### What is being asked
Please write out all of the records below exactly as they appear.

### Extracted data
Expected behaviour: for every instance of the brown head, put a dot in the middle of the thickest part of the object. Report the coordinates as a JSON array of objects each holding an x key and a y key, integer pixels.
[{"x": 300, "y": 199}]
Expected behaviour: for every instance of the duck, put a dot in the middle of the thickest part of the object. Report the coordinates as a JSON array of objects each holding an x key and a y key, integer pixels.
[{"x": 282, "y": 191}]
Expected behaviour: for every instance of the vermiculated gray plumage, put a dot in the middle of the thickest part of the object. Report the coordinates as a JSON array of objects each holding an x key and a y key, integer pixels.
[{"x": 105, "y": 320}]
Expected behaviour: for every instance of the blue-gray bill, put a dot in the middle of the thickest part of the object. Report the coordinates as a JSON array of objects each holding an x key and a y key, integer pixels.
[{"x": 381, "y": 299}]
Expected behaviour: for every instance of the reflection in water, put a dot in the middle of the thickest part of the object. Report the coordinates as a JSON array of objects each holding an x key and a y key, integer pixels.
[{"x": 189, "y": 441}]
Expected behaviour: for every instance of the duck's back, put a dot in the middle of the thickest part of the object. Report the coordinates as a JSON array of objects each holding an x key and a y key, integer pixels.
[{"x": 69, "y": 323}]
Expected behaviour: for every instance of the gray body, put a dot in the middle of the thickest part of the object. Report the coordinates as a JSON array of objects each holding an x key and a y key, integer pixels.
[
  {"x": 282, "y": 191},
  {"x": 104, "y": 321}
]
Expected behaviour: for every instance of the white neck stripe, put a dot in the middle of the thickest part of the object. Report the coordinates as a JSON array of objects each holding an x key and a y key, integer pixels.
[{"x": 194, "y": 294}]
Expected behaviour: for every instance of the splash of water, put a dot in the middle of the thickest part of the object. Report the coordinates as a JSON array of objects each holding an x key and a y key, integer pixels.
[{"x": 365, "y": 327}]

### Solution
Expected behaviour: for every instance of the brown head, put a dot in the middle of the thickest part of the object. Report the coordinates as a JSON array of objects each holding an x key and a y key, integer pixels.
[{"x": 300, "y": 199}]
Expected behaviour: for every instance of the duck, put a dot in the middle of the thickest part of the object. Report the coordinates as a JSON array of objects each holding an x key and a y key, integer pixels.
[{"x": 282, "y": 191}]
Expected behaviour: for every instance of the vermiculated gray plumage, put a dot in the middle of the thickest part of the object. Report the coordinates as a JSON array of objects each holding an x key and a y key, integer pixels.
[{"x": 105, "y": 320}]
Expected behaviour: for every instance of the blue-gray bill, put a dot in the middle of the thickest part of the object. Report the coordinates as a JSON array of objects each holding an x key and a y key, integer pixels.
[{"x": 381, "y": 299}]
Expected behaviour: for every instance of the reflection in water, put a dot in the middle of the thickest part of the object. Report the coordinates as a JSON array of objects each holding an x key and a y key, integer pixels.
[{"x": 189, "y": 441}]
Expected behaviour: for every instance of the duck's back, put a dot in the middle of the thickest part of the object. Report the coordinates as a JSON array of objects each holding an x key and a y key, integer pixels.
[{"x": 69, "y": 323}]
Expected behaviour: for every instance of the gray body, put a dot in the middle of the thickest part of the object. Report the coordinates as a JSON array of objects each holding an x key and a y key, integer pixels.
[
  {"x": 282, "y": 191},
  {"x": 104, "y": 321}
]
Expected behaviour: for every instance of the white neck stripe, put a dot in the middle of the thickest part of the object. Report the coordinates as a JSON array of objects each holding an x key and a y key, integer pixels.
[{"x": 194, "y": 294}]
Expected behaviour: for every instance of the splash of water, put a dot in the middle of the thickest part of the object. Report the coordinates as a JSON array of objects each holding an x key and a y key, integer pixels.
[{"x": 365, "y": 327}]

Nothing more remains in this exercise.